STUDY TEXT:
While IU and the area theatre producers were taking a spring break, I drove down to Louisville for the 40th Humana Festival of New American Plays.

Sarah Ruhl's For Peter Pan on her 70th birthday was the main feature for my weekend. Area theatre goers may remember Ruhl's The Clean House and her In the Next Room, the Vibrator Play. Actor Kathleen Chalfant was very moving as she spoke directly to us of playing Peter in a production years ago in Iowa. From there it was into a current family scene with Chalfant and her brothers and sister in the hospital room of their dying father.

With no intermission, the next scene of For Peter Pan on her 70th birthday was a bit of a wake with family memories occasionally interrupted by the comedy of the ghostly father and the family's dog wandering in and out. Playwright Ruhl skillfully manages both the hospital room and the dining room as we learn more about the different members of the family, their sense of one another and of the departed father.

The final scene takes us back to that production of Peter Pan in Iowa so many years ago. Kathleen Chalfant dresses as Peter and the rest of the family appear as Wendy, her brothers and even Captain Hook. Suffice to say there is the magic fairy dust and they all do fly. The captain is defeated, but it's only after an extended and quite comic set of death throes that he succumbs.

Ruhl has a lovely final scene with Chalfant and on the chance that this review tempts you to attend For Peter Pan on her 70th birthday, I won't describe it.

The Humana Festival is rich with theatre and I also saw Steven Dietz's the Random World in its final preview.  No reviews were allowed until the final opening. So I can't say much about it, but area theatre goers may remember IU's intimate production of his dramatic docu-drama God's Country.

The 40th Humana Festival of New American Plays in Louisville continues through April 10th.

LIST OF TASKS:
1. List every play title that the theater review names.
2. Copy word for word the part of the theater review starting with "The final scene" and going on through "docu-drama God's Country.".

DATA EXCERPTS:
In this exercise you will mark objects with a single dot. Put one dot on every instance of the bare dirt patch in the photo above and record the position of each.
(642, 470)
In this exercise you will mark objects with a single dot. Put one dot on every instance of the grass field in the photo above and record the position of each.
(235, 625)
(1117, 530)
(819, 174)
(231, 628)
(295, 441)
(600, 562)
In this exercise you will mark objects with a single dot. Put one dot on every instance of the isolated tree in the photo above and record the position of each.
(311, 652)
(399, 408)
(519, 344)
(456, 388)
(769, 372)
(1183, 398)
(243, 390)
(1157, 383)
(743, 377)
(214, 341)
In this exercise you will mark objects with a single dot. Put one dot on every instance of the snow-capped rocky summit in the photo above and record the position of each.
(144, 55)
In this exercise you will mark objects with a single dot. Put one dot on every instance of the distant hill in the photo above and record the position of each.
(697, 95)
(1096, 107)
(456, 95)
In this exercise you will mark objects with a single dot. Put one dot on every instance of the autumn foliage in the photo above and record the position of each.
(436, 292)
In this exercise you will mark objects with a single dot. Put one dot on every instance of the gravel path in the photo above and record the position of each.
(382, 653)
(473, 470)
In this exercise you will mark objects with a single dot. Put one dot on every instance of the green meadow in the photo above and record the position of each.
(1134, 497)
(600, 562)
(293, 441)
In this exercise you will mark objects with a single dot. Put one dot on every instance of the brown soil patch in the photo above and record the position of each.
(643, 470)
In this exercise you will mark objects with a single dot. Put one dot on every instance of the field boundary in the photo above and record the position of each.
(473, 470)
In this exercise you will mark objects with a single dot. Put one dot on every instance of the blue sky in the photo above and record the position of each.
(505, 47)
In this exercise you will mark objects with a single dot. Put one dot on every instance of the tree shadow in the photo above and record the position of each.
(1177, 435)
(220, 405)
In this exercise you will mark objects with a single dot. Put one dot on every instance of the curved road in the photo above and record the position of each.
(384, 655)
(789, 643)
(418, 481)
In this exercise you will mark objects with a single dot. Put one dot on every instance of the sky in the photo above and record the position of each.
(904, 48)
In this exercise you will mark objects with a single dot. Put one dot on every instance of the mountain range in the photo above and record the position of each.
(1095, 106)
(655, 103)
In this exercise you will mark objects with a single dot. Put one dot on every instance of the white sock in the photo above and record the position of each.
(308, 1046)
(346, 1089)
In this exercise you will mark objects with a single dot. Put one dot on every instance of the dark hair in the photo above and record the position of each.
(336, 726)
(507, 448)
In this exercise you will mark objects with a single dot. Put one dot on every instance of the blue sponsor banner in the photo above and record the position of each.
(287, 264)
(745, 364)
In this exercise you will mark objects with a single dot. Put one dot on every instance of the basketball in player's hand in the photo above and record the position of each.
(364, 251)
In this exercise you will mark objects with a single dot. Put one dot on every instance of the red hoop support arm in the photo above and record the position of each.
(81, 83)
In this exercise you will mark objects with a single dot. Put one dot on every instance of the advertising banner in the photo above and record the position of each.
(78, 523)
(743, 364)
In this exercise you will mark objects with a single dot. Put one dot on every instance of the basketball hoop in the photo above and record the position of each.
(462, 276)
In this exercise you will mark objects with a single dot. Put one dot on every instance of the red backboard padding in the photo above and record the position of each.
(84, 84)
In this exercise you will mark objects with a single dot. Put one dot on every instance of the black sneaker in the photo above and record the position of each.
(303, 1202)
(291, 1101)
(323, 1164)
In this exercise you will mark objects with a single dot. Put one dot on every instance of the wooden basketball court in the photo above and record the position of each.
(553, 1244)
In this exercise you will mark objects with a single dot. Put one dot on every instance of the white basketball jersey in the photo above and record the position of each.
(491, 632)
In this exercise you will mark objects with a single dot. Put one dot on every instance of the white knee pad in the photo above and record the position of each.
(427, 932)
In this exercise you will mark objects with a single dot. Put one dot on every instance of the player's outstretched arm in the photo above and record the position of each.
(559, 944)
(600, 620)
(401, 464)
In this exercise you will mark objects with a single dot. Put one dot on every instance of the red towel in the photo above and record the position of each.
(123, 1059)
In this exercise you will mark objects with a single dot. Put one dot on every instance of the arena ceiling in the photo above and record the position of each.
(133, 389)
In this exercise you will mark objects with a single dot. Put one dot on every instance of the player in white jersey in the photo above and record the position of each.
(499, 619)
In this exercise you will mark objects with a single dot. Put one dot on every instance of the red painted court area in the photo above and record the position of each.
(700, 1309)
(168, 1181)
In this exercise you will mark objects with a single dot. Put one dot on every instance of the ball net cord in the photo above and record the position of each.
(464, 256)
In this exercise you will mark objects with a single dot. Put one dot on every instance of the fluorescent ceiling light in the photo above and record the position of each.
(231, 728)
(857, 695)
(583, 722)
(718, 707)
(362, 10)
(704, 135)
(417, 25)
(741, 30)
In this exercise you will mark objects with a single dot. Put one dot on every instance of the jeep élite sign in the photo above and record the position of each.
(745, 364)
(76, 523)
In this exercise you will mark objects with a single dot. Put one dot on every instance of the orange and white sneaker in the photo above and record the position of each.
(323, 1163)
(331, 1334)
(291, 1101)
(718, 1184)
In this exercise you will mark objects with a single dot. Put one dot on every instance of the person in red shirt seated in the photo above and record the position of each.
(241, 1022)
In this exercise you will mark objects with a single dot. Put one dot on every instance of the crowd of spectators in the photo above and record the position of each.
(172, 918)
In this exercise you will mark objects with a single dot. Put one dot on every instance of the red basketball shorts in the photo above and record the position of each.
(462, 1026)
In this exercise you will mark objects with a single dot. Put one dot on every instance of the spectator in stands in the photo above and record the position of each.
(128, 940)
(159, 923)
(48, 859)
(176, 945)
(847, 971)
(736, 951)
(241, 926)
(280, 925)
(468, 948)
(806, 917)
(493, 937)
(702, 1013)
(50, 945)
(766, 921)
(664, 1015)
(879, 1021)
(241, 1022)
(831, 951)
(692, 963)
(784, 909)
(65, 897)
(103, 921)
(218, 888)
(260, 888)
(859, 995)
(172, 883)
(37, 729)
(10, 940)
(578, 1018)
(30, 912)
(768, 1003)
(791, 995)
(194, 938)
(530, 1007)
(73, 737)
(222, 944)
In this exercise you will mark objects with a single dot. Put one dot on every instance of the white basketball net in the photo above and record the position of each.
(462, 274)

ANSWERS TO THE EXERCISES:
1.
For Peter Pan on her 70th birthday
The Clean House
In the Next Room, the Vibrator Play
Peter Pan
the Random World
God's Country

2.
The final scene takes us back to that production of Peter Pan in Iowa so many years ago. Kathleen Chalfant dresses as Peter and the rest of the family appear as Wendy, her brothers and even Captain Hook. Suffice to say there is the magic fairy dust and they all do fly. The captain is defeated, but it's only after an extended and quite comic set of death throes that he succumbs.

Ruhl has a lovely final scene with Chalfant and on the chance that this review tempts you to attend For Peter Pan on her 70th birthday, I won't describe it.

The Humana Festival is rich with theatre and I also saw Steven Dietz's the Random World in its final preview.  No reviews were allowed until the final opening. So I can't say much about it, but area theatre goers may remember IU's intimate production of his dramatic docu-drama God's Country.